Find how many lines in the data below mention "knit". Give the number only.

____ The data

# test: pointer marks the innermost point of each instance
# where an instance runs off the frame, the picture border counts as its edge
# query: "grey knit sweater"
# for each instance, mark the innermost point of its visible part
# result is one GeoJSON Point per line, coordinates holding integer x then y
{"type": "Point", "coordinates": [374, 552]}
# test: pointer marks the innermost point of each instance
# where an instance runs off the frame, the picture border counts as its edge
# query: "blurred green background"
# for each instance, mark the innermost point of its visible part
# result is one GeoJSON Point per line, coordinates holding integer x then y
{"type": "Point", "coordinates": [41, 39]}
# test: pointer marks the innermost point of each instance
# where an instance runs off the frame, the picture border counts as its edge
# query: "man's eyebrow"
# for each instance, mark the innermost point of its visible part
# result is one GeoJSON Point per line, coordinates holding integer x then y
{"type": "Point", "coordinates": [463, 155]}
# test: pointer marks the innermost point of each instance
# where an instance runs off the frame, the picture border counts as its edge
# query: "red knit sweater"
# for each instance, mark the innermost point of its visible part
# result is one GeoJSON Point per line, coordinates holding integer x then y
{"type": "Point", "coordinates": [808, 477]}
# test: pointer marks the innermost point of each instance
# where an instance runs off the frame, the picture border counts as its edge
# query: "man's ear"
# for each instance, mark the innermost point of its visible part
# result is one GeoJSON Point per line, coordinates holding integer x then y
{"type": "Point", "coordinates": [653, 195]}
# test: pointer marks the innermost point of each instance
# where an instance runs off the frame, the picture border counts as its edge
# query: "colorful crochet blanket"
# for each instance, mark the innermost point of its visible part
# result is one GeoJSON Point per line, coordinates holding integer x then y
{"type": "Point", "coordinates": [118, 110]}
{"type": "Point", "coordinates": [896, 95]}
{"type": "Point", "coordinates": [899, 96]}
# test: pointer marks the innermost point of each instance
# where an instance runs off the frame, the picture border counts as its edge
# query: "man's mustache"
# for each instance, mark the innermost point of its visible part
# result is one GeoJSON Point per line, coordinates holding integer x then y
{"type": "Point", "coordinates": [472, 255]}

________

**The answer:** 2